Excerpts of pointing data:
⁂

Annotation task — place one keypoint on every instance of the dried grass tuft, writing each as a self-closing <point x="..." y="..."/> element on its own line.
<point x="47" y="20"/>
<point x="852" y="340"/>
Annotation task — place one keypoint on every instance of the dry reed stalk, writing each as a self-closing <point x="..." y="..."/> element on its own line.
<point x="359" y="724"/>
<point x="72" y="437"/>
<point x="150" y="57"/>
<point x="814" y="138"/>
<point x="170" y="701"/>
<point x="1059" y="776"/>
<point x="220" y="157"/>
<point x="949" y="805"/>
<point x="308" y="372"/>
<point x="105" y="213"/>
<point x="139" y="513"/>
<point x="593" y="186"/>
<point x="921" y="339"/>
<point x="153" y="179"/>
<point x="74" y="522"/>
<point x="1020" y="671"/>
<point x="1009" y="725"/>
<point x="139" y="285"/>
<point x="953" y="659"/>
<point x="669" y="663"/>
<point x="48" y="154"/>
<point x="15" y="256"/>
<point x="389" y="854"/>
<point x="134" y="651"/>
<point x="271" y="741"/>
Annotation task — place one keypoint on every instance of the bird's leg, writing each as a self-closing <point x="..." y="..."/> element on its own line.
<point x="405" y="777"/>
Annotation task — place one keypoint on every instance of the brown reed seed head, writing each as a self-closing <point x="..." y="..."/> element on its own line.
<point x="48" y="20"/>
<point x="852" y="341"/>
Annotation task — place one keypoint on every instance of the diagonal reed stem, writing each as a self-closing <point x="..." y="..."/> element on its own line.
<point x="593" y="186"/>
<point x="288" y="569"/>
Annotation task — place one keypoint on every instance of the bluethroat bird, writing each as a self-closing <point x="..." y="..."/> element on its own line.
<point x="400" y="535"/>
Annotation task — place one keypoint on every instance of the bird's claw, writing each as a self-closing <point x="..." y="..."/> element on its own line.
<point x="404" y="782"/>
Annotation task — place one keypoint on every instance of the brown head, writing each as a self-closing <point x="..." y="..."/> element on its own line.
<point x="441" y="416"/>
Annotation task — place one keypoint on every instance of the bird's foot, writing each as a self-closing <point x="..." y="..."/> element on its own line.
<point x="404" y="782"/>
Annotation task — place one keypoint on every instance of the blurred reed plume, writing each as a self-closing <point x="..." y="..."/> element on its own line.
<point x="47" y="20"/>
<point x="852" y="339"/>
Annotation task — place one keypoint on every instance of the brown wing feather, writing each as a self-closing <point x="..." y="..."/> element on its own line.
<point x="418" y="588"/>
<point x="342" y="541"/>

⁂

• _EXERCISE_
Retype, exactly and only, the lines running from the one with "bird's foot, writing" through the final line of the listing above.

• _RESPONSE BELOW_
Annotation task — place one keypoint on every instance of the bird's foot, writing each as a self-closing <point x="..." y="..."/> element on its own line.
<point x="404" y="782"/>
Annotation task — place one keypoint on every instance of the blurred reed plume, writing each as a self-closing <point x="..." y="..."/> element on its own line.
<point x="47" y="20"/>
<point x="852" y="339"/>
Annotation task — place one keypoint on every instance of the brown wing feather, writing each as a self-closing <point x="..." y="..."/> element on its own line.
<point x="418" y="588"/>
<point x="342" y="541"/>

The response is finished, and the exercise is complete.